Point labeling records:
▽
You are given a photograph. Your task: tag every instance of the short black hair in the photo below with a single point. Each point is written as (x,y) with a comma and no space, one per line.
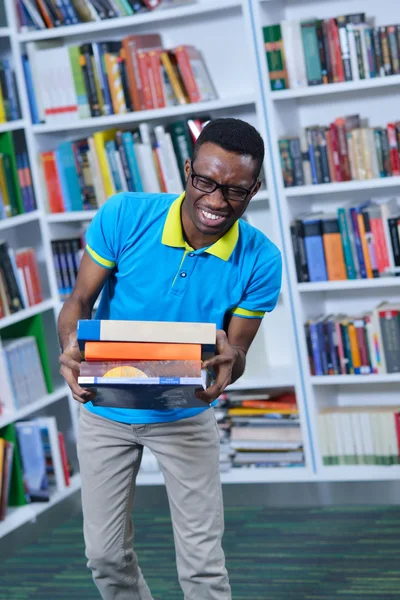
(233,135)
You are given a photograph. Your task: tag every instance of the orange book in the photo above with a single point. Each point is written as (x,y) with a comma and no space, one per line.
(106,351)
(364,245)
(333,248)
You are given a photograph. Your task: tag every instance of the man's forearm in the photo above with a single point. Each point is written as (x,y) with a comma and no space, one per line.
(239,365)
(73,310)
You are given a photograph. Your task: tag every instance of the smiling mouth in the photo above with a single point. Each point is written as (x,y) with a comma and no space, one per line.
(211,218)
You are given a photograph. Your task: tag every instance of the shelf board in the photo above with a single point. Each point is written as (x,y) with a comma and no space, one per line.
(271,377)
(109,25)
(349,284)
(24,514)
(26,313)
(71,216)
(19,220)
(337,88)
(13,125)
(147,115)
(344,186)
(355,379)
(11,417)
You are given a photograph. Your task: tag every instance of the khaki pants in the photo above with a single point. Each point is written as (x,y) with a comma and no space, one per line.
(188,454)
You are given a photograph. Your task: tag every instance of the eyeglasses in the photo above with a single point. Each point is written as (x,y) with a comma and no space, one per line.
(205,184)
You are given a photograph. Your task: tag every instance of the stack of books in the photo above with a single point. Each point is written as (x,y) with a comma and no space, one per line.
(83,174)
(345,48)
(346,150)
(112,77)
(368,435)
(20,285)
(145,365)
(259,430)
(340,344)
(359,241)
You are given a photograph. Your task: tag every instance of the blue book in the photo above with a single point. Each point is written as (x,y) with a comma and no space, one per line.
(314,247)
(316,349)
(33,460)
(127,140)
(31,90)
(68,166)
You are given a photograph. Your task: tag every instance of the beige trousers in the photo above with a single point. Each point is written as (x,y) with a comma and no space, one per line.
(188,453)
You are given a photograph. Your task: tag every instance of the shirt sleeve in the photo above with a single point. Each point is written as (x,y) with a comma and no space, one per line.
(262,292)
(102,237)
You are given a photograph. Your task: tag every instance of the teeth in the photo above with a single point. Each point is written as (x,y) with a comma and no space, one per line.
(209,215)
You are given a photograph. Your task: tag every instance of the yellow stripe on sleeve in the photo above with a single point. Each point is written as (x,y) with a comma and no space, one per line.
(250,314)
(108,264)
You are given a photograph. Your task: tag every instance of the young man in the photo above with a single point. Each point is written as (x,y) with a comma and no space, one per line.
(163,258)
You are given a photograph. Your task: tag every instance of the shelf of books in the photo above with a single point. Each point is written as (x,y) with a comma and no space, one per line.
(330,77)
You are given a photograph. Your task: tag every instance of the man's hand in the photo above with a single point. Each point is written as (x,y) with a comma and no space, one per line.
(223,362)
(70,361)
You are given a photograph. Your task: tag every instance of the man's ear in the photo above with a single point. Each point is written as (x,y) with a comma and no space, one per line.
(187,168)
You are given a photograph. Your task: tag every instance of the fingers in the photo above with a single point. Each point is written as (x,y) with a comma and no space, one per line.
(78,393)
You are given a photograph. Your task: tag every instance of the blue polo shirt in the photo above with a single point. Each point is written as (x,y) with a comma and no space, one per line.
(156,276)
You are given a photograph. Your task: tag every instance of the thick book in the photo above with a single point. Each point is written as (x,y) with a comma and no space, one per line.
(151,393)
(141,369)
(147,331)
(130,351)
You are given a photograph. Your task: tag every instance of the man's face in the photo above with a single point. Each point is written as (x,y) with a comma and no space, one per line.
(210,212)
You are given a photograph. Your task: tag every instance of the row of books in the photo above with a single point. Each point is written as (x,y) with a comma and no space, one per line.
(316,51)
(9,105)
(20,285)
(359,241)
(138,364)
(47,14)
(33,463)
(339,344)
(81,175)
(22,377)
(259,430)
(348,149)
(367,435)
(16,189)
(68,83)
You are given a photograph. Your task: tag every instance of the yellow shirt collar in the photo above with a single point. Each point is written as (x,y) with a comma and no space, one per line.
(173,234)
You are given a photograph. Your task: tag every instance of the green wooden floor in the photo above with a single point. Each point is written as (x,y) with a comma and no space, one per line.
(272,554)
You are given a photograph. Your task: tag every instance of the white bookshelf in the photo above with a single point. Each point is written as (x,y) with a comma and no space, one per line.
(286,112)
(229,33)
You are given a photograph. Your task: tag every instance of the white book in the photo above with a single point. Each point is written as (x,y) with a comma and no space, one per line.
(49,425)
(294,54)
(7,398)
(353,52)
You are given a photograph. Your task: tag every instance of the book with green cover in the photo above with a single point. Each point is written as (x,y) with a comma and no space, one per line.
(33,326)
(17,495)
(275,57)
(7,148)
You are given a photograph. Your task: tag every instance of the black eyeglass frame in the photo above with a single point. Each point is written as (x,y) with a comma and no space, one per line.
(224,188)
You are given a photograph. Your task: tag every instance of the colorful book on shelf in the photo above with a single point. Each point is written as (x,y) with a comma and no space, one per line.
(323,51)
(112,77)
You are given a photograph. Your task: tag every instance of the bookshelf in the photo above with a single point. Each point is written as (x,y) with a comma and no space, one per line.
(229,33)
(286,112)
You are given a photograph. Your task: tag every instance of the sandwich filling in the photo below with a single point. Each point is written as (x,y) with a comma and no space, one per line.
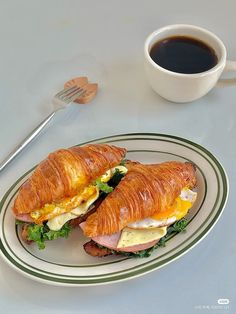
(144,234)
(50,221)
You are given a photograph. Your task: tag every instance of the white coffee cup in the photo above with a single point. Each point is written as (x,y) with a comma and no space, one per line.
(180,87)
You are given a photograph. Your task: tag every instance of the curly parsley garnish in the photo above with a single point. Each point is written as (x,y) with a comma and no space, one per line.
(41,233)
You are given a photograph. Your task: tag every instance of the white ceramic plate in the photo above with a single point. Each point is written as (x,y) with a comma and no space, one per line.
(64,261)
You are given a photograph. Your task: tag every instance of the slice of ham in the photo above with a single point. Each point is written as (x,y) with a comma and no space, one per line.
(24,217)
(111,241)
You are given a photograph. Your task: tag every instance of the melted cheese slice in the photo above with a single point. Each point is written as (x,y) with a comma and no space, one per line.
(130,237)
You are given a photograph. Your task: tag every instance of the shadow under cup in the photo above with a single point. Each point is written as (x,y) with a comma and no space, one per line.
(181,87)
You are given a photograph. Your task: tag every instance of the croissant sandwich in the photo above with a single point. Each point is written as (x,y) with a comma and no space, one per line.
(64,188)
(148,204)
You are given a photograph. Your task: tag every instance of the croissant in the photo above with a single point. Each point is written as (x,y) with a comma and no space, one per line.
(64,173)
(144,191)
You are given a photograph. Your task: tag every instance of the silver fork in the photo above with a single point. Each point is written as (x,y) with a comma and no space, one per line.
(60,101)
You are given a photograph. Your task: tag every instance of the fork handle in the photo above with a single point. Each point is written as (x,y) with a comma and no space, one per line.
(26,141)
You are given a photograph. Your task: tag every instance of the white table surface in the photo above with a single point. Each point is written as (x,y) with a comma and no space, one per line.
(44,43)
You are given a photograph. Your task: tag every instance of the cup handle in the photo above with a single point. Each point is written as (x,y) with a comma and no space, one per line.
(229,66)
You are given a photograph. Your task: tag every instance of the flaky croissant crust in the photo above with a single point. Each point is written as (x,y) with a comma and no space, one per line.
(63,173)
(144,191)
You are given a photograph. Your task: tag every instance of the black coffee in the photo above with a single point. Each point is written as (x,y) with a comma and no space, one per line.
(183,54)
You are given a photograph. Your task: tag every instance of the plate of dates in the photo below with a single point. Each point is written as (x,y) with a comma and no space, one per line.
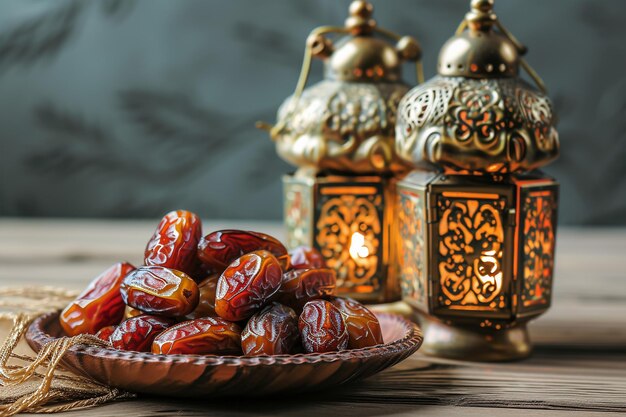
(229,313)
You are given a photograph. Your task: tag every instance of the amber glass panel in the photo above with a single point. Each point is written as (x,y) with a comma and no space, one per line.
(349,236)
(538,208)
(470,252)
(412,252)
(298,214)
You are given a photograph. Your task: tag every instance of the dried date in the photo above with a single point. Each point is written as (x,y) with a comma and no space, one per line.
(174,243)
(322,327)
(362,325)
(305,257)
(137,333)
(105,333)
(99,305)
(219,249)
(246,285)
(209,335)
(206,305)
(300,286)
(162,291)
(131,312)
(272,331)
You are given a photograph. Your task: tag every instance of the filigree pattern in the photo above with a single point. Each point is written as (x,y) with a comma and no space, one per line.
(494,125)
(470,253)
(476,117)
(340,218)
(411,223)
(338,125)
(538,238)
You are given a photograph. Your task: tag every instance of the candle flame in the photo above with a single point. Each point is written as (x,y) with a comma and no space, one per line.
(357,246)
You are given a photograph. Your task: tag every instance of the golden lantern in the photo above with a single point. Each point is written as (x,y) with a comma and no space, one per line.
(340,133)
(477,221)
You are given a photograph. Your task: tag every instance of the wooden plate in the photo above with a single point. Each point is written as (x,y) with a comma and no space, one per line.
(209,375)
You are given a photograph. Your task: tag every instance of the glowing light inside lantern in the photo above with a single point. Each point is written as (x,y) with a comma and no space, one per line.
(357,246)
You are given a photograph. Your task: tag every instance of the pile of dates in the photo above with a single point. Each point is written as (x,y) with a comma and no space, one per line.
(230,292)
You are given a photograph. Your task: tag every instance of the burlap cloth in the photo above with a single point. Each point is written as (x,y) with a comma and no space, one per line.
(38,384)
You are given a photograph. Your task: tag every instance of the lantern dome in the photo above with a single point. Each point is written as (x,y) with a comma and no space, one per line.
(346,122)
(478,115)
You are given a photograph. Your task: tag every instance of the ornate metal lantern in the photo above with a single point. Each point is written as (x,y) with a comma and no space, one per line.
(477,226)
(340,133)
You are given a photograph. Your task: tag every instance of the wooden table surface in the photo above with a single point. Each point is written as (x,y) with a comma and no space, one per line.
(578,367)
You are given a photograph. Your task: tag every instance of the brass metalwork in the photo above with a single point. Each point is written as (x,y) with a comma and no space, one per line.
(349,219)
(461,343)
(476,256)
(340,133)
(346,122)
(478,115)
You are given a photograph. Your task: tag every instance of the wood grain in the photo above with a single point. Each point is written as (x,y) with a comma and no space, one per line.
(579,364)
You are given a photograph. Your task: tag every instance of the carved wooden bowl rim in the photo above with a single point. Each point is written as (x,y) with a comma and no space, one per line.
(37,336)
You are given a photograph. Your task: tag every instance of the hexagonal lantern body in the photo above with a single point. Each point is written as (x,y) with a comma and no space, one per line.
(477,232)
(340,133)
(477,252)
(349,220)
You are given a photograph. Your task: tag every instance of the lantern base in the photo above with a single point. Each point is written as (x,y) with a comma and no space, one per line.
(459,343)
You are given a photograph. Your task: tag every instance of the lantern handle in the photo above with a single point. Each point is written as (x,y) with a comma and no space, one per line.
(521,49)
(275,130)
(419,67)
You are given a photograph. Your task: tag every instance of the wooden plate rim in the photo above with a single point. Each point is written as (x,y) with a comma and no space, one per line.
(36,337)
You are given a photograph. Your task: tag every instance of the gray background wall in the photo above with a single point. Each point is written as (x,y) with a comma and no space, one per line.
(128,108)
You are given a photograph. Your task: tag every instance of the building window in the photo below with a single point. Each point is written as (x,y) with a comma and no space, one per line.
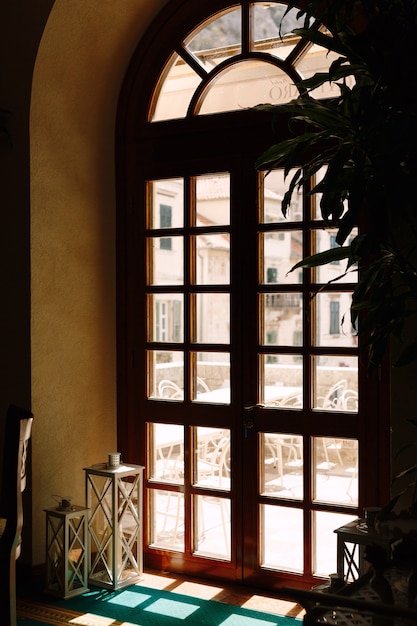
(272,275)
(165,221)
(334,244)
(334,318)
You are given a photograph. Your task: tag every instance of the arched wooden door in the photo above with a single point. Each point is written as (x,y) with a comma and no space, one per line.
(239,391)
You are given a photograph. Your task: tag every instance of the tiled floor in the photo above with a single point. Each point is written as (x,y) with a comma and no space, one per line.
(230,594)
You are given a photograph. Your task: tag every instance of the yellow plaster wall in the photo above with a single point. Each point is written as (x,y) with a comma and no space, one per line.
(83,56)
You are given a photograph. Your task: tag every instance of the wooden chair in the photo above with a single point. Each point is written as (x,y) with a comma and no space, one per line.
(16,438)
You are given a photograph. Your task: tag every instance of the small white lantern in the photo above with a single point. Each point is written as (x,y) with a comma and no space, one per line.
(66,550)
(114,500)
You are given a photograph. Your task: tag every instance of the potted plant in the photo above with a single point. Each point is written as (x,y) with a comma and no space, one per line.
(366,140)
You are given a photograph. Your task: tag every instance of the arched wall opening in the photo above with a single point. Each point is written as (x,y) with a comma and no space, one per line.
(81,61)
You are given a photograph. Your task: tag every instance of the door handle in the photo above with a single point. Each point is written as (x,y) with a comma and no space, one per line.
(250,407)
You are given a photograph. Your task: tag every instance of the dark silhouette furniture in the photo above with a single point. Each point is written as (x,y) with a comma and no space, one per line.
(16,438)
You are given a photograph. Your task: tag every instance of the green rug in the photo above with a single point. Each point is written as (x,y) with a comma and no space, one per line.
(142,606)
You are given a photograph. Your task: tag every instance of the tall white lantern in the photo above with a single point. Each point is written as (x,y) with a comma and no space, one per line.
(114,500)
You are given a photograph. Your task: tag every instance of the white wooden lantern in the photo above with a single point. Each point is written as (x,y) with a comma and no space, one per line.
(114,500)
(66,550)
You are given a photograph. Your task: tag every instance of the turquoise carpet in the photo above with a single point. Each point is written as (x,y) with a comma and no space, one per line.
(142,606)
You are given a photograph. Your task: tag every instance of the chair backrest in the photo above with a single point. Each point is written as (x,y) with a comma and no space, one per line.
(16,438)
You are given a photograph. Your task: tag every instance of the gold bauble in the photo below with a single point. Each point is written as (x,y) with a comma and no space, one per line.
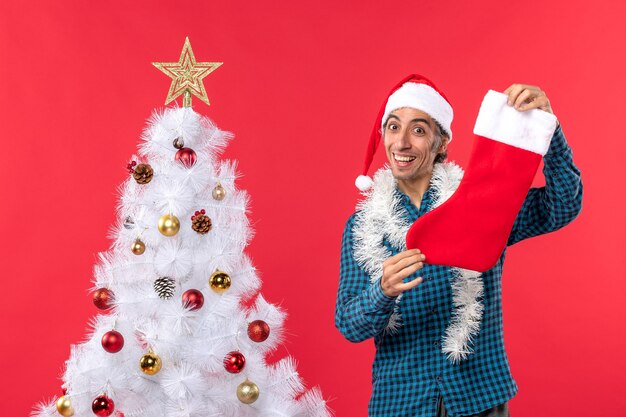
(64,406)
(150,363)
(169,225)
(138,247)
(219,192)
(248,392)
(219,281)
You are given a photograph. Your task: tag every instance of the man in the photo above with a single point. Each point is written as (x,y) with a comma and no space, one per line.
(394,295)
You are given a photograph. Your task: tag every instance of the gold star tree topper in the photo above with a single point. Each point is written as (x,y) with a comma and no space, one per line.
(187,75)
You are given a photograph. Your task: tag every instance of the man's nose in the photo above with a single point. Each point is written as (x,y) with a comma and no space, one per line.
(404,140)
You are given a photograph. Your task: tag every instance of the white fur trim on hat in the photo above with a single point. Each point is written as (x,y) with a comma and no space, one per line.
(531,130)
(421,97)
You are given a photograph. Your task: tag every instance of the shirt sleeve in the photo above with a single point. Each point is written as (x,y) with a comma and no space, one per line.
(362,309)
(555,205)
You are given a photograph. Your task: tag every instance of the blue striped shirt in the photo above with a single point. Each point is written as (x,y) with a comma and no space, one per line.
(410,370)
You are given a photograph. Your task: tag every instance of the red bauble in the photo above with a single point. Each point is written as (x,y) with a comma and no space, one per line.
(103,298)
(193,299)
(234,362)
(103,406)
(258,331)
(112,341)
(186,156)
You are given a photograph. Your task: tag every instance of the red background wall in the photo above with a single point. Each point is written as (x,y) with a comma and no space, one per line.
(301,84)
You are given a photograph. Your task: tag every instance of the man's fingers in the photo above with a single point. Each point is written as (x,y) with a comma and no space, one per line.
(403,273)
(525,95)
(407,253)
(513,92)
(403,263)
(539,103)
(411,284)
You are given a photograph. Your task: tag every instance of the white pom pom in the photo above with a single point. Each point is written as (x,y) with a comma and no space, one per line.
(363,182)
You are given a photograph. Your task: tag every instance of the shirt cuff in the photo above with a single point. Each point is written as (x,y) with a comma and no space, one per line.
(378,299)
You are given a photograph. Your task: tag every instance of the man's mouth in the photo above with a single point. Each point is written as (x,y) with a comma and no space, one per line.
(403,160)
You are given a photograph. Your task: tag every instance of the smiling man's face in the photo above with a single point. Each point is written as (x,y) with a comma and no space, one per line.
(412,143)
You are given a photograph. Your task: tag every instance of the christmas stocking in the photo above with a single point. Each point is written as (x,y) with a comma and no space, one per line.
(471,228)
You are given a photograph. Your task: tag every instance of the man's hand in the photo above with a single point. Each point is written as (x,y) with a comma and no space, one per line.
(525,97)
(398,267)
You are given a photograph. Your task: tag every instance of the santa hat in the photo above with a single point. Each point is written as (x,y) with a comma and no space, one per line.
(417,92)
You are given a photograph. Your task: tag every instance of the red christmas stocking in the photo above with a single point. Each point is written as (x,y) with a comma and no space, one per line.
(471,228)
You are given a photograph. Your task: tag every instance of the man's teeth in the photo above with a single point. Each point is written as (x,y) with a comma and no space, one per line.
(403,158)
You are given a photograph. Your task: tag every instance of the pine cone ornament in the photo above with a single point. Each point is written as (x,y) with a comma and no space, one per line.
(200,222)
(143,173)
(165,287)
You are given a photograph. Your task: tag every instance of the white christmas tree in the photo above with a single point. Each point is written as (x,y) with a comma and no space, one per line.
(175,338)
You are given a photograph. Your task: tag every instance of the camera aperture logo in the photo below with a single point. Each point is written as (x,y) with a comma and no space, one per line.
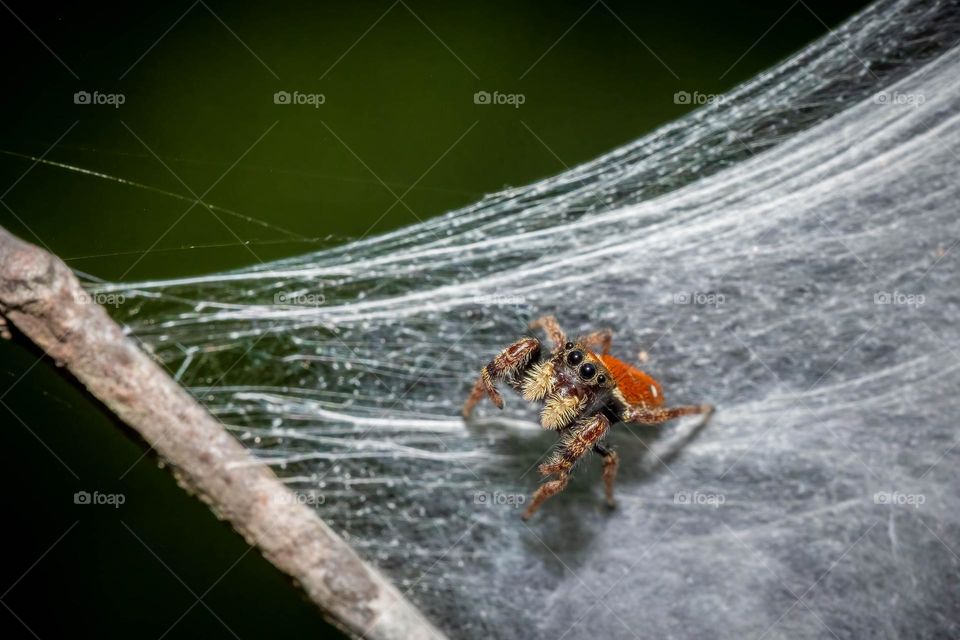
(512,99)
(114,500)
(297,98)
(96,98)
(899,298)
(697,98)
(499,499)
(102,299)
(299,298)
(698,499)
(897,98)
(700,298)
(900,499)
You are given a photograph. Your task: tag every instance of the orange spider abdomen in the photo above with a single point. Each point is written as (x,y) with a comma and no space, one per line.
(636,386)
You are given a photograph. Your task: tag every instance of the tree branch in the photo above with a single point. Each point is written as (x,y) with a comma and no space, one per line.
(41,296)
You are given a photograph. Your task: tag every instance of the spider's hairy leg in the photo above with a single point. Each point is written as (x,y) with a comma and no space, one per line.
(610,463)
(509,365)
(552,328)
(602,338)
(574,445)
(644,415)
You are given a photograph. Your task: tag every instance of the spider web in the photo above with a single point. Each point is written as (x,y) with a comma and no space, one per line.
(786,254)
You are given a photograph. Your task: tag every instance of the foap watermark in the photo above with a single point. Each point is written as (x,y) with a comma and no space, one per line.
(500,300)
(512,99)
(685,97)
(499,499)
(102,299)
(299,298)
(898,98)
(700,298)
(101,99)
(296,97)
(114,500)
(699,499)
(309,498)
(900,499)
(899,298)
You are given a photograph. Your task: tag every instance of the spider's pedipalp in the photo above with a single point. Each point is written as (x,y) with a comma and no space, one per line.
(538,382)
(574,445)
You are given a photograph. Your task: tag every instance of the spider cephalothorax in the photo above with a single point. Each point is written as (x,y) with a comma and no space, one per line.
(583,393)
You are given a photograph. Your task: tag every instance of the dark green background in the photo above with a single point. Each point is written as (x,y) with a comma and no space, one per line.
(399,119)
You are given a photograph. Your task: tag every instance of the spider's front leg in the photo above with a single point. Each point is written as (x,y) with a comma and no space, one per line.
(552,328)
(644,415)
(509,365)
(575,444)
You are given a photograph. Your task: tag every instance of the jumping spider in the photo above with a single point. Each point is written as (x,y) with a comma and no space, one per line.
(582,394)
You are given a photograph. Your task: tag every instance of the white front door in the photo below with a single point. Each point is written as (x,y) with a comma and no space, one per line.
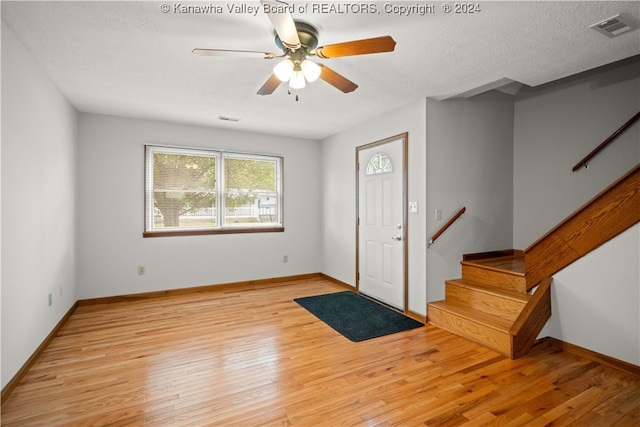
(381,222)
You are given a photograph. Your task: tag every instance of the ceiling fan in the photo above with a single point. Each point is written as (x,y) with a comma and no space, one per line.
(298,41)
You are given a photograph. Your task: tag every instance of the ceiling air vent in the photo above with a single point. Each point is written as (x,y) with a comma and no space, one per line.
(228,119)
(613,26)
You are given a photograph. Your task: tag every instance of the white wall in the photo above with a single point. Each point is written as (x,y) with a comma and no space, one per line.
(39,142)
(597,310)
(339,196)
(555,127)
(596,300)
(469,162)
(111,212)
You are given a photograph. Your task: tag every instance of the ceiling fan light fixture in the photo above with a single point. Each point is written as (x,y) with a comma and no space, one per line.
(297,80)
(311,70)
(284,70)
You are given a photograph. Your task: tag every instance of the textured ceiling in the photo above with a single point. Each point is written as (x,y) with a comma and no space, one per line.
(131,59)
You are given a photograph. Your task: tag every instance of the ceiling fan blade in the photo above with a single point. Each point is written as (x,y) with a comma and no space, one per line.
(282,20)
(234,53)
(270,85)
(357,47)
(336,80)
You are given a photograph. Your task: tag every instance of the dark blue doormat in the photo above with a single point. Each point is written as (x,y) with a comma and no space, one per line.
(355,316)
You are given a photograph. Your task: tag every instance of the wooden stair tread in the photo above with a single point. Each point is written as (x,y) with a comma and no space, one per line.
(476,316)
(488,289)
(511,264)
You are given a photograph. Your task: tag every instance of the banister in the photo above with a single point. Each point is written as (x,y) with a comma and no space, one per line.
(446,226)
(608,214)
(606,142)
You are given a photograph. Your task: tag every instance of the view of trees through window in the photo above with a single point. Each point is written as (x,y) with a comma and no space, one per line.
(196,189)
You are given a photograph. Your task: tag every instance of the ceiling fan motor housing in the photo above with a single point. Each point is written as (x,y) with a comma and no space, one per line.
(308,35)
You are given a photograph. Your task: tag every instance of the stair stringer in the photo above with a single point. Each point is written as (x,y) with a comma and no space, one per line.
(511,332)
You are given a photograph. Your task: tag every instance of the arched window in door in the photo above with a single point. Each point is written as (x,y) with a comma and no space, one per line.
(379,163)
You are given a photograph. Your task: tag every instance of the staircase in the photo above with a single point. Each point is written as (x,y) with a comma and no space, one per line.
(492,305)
△
● **What to do**
Please copy everything from the line containing "of the staircase" down to the end of the records, replacing "staircase" with "stairway" and changing nothing else.

● **The result**
You are given a photograph. Your task: tag every instance of the stairway in the photo above with a single point. Each point is written as (x,y) with a comma and no space, one per line.
(492,305)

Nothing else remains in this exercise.